Image point grounding data
◇ ◇ ◇

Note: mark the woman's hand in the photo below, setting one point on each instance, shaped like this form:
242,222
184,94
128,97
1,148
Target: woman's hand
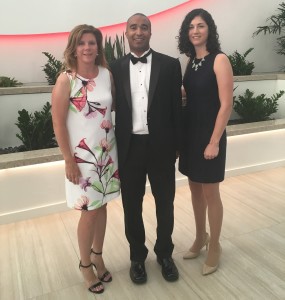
72,171
211,151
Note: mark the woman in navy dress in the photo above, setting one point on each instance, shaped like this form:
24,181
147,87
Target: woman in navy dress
208,85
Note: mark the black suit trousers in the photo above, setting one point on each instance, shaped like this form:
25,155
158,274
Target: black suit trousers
140,163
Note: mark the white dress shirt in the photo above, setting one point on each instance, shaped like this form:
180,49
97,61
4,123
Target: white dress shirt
139,80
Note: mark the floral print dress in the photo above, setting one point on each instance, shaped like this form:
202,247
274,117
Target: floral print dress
92,142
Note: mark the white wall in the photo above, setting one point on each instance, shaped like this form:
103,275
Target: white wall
21,57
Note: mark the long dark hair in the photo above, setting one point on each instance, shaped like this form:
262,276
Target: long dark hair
185,46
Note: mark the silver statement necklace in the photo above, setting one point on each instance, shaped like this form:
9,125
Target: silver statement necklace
195,65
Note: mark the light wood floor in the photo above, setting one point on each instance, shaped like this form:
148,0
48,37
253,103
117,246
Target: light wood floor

◇ ◇ ◇

§ PROBLEM DESCRIPTION: Take every line above carrying "light" and return it.

§ WORKED SOLUTION:
Note: mark the light wood floor in the photo above, setting one point on each instance, shaped like this form:
Target: light wood floor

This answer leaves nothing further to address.